- **Exercise prompt**: Render every line of the entries below as a Markdown table with two columns, "Row" for the row number and "Text" for the line, leaving out blank lines.

Records of region labels
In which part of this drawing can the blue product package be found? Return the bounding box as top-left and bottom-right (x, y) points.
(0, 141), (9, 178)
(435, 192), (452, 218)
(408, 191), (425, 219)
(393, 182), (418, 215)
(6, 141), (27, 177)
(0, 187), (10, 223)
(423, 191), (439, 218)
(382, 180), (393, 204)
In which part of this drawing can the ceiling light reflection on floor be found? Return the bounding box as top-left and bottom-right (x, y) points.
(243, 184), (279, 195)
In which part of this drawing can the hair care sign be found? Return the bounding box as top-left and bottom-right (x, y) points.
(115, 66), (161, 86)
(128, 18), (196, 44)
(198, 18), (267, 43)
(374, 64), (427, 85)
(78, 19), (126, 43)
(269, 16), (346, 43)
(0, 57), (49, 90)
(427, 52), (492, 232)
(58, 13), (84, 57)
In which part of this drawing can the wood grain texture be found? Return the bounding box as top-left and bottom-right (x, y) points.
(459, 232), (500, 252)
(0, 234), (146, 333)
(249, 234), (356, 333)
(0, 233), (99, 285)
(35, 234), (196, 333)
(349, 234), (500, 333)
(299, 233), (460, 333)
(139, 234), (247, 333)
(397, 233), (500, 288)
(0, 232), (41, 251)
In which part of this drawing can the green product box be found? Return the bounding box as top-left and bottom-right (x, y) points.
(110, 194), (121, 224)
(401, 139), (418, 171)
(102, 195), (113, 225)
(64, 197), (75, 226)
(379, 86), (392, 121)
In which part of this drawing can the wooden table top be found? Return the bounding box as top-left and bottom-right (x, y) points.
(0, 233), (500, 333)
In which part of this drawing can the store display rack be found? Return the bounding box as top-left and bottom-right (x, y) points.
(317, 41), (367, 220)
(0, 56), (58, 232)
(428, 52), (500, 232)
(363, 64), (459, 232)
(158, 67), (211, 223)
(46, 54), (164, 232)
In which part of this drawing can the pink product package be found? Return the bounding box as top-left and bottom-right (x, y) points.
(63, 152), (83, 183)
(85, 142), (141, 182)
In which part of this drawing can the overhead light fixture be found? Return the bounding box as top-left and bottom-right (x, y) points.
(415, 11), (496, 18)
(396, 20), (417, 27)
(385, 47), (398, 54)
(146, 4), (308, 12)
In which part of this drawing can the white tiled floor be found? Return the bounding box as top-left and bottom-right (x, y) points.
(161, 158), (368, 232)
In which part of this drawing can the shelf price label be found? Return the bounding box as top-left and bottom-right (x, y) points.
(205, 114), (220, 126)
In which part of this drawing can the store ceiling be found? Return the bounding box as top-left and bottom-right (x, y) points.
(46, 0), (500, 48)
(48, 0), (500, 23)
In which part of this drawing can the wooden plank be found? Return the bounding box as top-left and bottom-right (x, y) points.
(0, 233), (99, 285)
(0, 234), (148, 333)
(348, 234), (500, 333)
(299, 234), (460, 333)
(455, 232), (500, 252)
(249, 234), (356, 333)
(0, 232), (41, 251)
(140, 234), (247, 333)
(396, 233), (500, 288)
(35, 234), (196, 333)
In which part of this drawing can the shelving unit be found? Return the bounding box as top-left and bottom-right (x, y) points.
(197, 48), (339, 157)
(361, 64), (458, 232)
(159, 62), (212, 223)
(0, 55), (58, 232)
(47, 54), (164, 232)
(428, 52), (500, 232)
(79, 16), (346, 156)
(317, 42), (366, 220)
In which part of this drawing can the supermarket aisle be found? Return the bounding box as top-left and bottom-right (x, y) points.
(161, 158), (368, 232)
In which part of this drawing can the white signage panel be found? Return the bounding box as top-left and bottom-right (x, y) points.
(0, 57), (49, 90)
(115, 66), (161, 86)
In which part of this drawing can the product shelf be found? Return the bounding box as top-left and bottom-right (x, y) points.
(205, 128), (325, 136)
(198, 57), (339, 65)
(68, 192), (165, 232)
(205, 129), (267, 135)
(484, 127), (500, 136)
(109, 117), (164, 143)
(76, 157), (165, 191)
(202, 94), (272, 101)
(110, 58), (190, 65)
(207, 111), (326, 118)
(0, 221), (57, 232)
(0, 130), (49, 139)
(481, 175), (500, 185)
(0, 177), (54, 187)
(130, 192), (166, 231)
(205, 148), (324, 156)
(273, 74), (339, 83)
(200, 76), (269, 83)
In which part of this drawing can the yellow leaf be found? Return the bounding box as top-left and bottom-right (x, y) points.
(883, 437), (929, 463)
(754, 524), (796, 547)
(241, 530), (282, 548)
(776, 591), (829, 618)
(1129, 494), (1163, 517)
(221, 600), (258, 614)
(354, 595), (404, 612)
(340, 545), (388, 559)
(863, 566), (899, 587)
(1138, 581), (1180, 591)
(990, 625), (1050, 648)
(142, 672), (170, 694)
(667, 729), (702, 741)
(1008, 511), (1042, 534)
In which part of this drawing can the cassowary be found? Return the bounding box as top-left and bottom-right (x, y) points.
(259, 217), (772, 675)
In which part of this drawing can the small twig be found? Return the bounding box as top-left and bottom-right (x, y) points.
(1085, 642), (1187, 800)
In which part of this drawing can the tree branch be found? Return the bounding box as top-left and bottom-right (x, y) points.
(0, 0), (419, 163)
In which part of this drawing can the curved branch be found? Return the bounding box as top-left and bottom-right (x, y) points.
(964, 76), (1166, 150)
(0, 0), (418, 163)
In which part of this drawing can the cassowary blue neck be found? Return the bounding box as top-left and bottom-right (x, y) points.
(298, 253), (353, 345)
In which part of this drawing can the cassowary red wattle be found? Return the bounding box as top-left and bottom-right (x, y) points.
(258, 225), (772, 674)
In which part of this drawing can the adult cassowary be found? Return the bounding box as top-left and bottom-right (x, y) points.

- **Answer**:
| Row | Text |
|---|---|
| 1 | In which part of this drawing can the blue product package be found? Return the bounding box as top-left and bottom-right (x, y) points. |
| 2 | (0, 141), (9, 178) |
| 3 | (435, 192), (452, 218) |
| 4 | (408, 191), (425, 219) |
| 5 | (393, 182), (418, 215) |
| 6 | (6, 141), (27, 177) |
| 7 | (0, 187), (10, 223) |
| 8 | (423, 191), (439, 218) |
| 9 | (382, 180), (393, 204) |
| 10 | In which part of this drawing can the ceiling light reflection on floor be found? Return the bounding box as top-left and bottom-right (x, y) points. |
| 11 | (243, 184), (279, 195) |
| 12 | In which part of this drawing can the hair care sign be found? Return the bounding box as top-left and bottom-right (x, y) points. |
| 13 | (115, 66), (161, 86) |
| 14 | (128, 18), (196, 44) |
| 15 | (198, 18), (267, 43) |
| 16 | (374, 64), (427, 85) |
| 17 | (78, 19), (126, 43) |
| 18 | (269, 16), (346, 43) |
| 19 | (0, 57), (49, 90) |
| 20 | (427, 52), (492, 232) |
| 21 | (58, 13), (84, 57) |
| 22 | In which part of this drawing can the wood grain texture be found? Return the bounding box as top-left and bottom-right (x, y) points. |
| 23 | (459, 232), (500, 252) |
| 24 | (0, 234), (146, 333) |
| 25 | (249, 234), (356, 333) |
| 26 | (0, 233), (99, 285) |
| 27 | (35, 234), (196, 333) |
| 28 | (349, 234), (500, 333) |
| 29 | (299, 233), (460, 333) |
| 30 | (139, 234), (247, 333) |
| 31 | (397, 233), (500, 288) |
| 32 | (0, 232), (41, 251) |
| 33 | In which part of this drawing can the green product box be found? Return the bounding box as top-left and bottom-right (x, y) points. |
| 34 | (110, 194), (121, 224) |
| 35 | (401, 139), (418, 171) |
| 36 | (102, 195), (113, 225) |
| 37 | (64, 197), (75, 226) |
| 38 | (379, 86), (392, 121) |
| 39 | In which part of this drawing can the wooden table top be found? Return the bounding box as top-left and bottom-right (x, y) points. |
| 40 | (0, 233), (500, 333) |
| 41 | In which part of this drawing can the store display rack be found? Return the bounding box as top-left and bottom-right (x, y) points. |
| 42 | (317, 41), (367, 220) |
| 43 | (0, 56), (58, 232) |
| 44 | (428, 52), (500, 232) |
| 45 | (363, 64), (459, 232) |
| 46 | (158, 67), (211, 223) |
| 47 | (46, 54), (164, 232) |
| 48 | In which part of this drawing can the pink product package be found? Return the bounding box as top-left and bottom-right (x, y) points. |
| 49 | (63, 152), (83, 183) |
| 50 | (85, 142), (141, 182) |
| 51 | In which part of this drawing can the overhead light fixture be found? Return the bounding box as top-left and bottom-right (x, y) points. |
| 52 | (415, 11), (496, 18) |
| 53 | (396, 20), (417, 27) |
| 54 | (385, 47), (398, 54) |
| 55 | (146, 4), (308, 12) |
| 56 | In which part of this drawing can the white tiled floor be found? Return the bounding box as top-left and bottom-right (x, y) points. |
| 57 | (161, 158), (368, 232) |
| 58 | In which part of this drawing can the shelf price label be found? Return the bounding box as top-left and bottom-right (x, y) points. |
| 59 | (205, 114), (220, 126) |
| 60 | In which part of this drawing can the store ceiling be found? Return the bounding box as top-left and bottom-right (x, y) points. |
| 61 | (46, 0), (500, 48) |
| 62 | (48, 0), (500, 23) |
| 63 | In which part of this drawing can the wooden plank be found? Return the bounding box as top-left and bottom-right (x, y) points. |
| 64 | (0, 233), (99, 285) |
| 65 | (0, 234), (148, 333) |
| 66 | (348, 234), (500, 333) |
| 67 | (299, 234), (460, 333) |
| 68 | (455, 232), (500, 252) |
| 69 | (249, 234), (356, 333) |
| 70 | (0, 232), (41, 251) |
| 71 | (140, 234), (247, 333) |
| 72 | (396, 233), (500, 288) |
| 73 | (35, 234), (196, 333) |
| 74 | In which part of this drawing can the shelving unit be found? Return the bounding box as top-left and bottom-right (x, y) points. |
| 75 | (197, 48), (339, 157) |
| 76 | (361, 64), (458, 232) |
| 77 | (159, 62), (212, 223) |
| 78 | (0, 55), (58, 232) |
| 79 | (47, 54), (164, 232) |
| 80 | (428, 52), (500, 232) |
| 81 | (79, 16), (346, 156) |
| 82 | (317, 42), (366, 220) |
| 83 | In which part of this drawing can the supermarket aisle be found? Return the bounding box as top-left and bottom-right (x, y) points. |
| 84 | (161, 158), (368, 232) |
| 85 | In which part of this drawing can the white signage panel be found? Return the bounding box as top-left and bottom-right (x, y) points. |
| 86 | (0, 57), (49, 90) |
| 87 | (115, 66), (161, 86) |
| 88 | In which part of this drawing can the product shelf be found? Return the bounding box as top-left and bottom-right (x, y) points. |
| 89 | (205, 128), (325, 136) |
| 90 | (198, 57), (339, 65) |
| 91 | (68, 192), (165, 232) |
| 92 | (205, 129), (267, 135) |
| 93 | (484, 127), (500, 136) |
| 94 | (109, 117), (164, 143) |
| 95 | (76, 157), (165, 191) |
| 96 | (202, 94), (272, 101) |
| 97 | (110, 58), (190, 65) |
| 98 | (207, 111), (326, 118) |
| 99 | (0, 221), (57, 232) |
| 100 | (0, 130), (49, 139) |
| 101 | (481, 175), (500, 185) |
| 102 | (0, 177), (54, 187) |
| 103 | (130, 192), (166, 231) |
| 104 | (205, 148), (324, 156) |
| 105 | (273, 74), (339, 83) |
| 106 | (200, 76), (269, 83) |
| 107 | In which part of this drawing can the yellow leaf be found? Return the bounding box as top-left and bottom-right (x, y) points. |
| 108 | (883, 437), (929, 463) |
| 109 | (754, 524), (796, 547) |
| 110 | (241, 530), (282, 548) |
| 111 | (776, 591), (829, 618) |
| 112 | (1129, 494), (1163, 517) |
| 113 | (221, 600), (258, 614) |
| 114 | (354, 595), (404, 612) |
| 115 | (340, 545), (388, 559) |
| 116 | (863, 566), (899, 587) |
| 117 | (1138, 581), (1180, 591) |
| 118 | (990, 625), (1050, 648) |
| 119 | (142, 672), (170, 694) |
| 120 | (667, 729), (702, 741) |
| 121 | (1008, 511), (1042, 534) |
| 122 | In which part of this drawing can the cassowary be found? Return the bounding box as top-left and bottom-right (x, y) points. |
| 123 | (259, 217), (772, 675) |
| 124 | In which part of this drawing can the small twig be found? Return the bounding box as top-left and bottom-right (x, y) points. |
| 125 | (1085, 642), (1187, 800) |
| 126 | In which part of this drawing can the tree branch be found? Return the bounding box as top-left and bottom-right (x, y) points. |
| 127 | (0, 0), (419, 163) |
| 128 | In which part of this drawing can the curved branch be found? Return the bounding box as top-left and bottom-right (x, y) points. |
| 129 | (964, 76), (1166, 150) |
| 130 | (0, 0), (418, 163) |
| 131 | In which part of this drawing can the cassowary blue neck be found? Return the bounding box as top-left and bottom-right (x, y) points. |
| 132 | (298, 253), (353, 345) |
| 133 | In which part of this drawing can the cassowary red wattle be found? Return the bounding box as top-left and bottom-right (x, y) points. |
| 134 | (258, 225), (772, 674) |
| 135 | In which part of this drawing can the adult cassowary be found? Return the bounding box as top-left and bottom-right (x, y) points. |